**Task directions**. Write out each of the following rows verbatim, without any alteration.

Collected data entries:
· · · · ·
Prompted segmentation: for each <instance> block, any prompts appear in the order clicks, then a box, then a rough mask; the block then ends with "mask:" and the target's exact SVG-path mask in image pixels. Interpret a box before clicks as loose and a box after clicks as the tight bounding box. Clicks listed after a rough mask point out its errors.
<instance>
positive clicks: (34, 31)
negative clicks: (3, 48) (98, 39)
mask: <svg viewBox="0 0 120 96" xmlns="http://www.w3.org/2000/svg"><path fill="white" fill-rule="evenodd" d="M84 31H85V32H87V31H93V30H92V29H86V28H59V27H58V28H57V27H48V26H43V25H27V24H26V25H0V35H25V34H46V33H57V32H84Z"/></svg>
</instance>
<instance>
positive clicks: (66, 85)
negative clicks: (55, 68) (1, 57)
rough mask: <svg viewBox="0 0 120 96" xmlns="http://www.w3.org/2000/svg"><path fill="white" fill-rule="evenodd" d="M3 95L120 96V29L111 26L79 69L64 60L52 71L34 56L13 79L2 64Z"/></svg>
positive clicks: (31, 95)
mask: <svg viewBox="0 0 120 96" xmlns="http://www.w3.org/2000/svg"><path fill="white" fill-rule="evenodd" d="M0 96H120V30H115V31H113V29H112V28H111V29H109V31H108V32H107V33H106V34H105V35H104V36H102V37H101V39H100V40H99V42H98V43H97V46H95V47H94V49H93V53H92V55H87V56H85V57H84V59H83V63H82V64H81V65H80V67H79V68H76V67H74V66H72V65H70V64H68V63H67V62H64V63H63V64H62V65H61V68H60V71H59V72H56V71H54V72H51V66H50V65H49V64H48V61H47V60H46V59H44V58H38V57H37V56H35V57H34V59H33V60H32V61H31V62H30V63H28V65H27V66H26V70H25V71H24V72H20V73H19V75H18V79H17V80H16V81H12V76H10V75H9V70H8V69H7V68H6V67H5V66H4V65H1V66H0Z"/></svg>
· · · · ·
**Output of the task**.
Prompted segmentation: for each <instance> block, any prompts appear in the order clicks, then a box, then a rough mask; the block then ends with "mask:" and the target's exact SVG-path mask in image pixels. Interpret a box before clicks as loose and a box after clicks as the tight bounding box. Clicks listed after a rough mask point out its errors.
<instance>
positive clicks: (34, 31)
negative clicks: (3, 48) (98, 39)
mask: <svg viewBox="0 0 120 96" xmlns="http://www.w3.org/2000/svg"><path fill="white" fill-rule="evenodd" d="M84 31H85V32H87V31H93V30H92V29H86V28H59V27H58V28H57V27H48V26H43V25H27V24H26V25H0V35H25V34H46V33H57V32H84Z"/></svg>
</instance>
<instance>
positive clicks: (66, 85)
negative clicks: (55, 68) (1, 57)
rough mask: <svg viewBox="0 0 120 96" xmlns="http://www.w3.org/2000/svg"><path fill="white" fill-rule="evenodd" d="M3 95L120 96V29L111 26L79 69L64 60L52 71L34 56L13 79L2 64Z"/></svg>
positive clicks: (31, 95)
mask: <svg viewBox="0 0 120 96" xmlns="http://www.w3.org/2000/svg"><path fill="white" fill-rule="evenodd" d="M0 96H120V30H115V31H113V29H112V28H111V29H109V31H108V32H107V33H106V34H105V35H104V36H102V37H101V39H100V40H99V42H98V43H97V46H95V47H94V49H93V53H92V55H87V56H85V57H84V59H83V63H82V64H81V65H80V67H79V68H76V67H74V66H72V65H70V64H68V63H67V62H64V63H63V64H62V65H61V68H60V71H59V72H56V71H54V72H51V66H50V65H49V64H48V61H47V60H46V59H44V58H38V57H37V56H35V57H34V59H33V60H32V61H31V62H30V63H28V65H27V66H26V70H25V71H24V72H20V73H19V75H18V79H17V80H16V81H12V76H10V75H9V70H8V69H7V68H6V67H5V66H4V65H1V66H0Z"/></svg>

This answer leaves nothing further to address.